# best bandsaw blade for hardwood



## screwy1 (May 18, 2011)

hi i'm new to this, can anybody advise which is the best bandsaw blade for use on hard woods.

cheers
keith


----------



## Ralph Barker (Dec 15, 2008)

A lot depends on what you are doing (straight cuts, arcs or re-sawing) and what your bandsaw will handle.

For general purpose blades, I like Olson premium blades:

OLSONSAW.COM

I'm not sure what is available in the UK or Europe, however.


----------



## xplorx4 (Dec 1, 2008)

Greetings Keith and welcome to the router forums, we are glad to have you join us.

It depends as Ralph said, for re-saw the "Wood Slicer" from Highland Woodworking here in Atlanta, Woodworking Tools | Woodworking Supplies


----------



## screwy1 (May 18, 2011)

thanks for quick reply muck


----------



## gallianp (Oct 13, 2009)

Suffolk Machinery

call them! tell what saw you have, what you want to cut etc.

Very helpful people -- Timber wolf blades.


----------



## derek willis (Jan 21, 2009)

We have blades available here in the U/K "Axcalibur" by name, and they are excellent blades, I have used no other for quite a few years, and for ripping hardwood, which is what I mostly do with the bandsaw, I use 3 T.P.I. and the skip tooth, this arrangement cuts very well and clears the waste very rapidly, resulting in excellent finish and fast productivity.


----------

## [Aim]
For each statement about the bandsaw blade thread, give yes or no and quote the words of the thread that decide it. (a) Ralph Barker favors Olson premium blades for general-purpose use. (b) derek willis rips hardwood with a 6 T.P.I. blade. (c) xplorx4 names the "Wood Slicer" as a blade for re-sawing. Rely only on the bandsaw blade thread for the answers.

## [Supplied material]
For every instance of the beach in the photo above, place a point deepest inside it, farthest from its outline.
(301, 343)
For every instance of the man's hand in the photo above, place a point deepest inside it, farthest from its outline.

## [Answer to this task]
(a) Yes: "For general purpose blades, I like Olson premium blades"
(b) No: "I use 3 T.P.I. and the skip tooth"
(c) Yes: "for re-saw the "Wood Slicer" from Highland Woodworking"